* Exercise: Copy out the data below, changing each "pink flower" to "red flower" and keeping everything else the same.

(Object point labels)
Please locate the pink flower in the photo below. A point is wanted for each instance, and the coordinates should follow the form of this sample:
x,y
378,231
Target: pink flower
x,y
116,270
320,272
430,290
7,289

* Result below:
Please locate the red flower in the photo below. A point is wanted for each instance, and the coordinates should follow the form of this sample:
x,y
378,231
Target: red flower
x,y
116,270
320,272
430,290
7,289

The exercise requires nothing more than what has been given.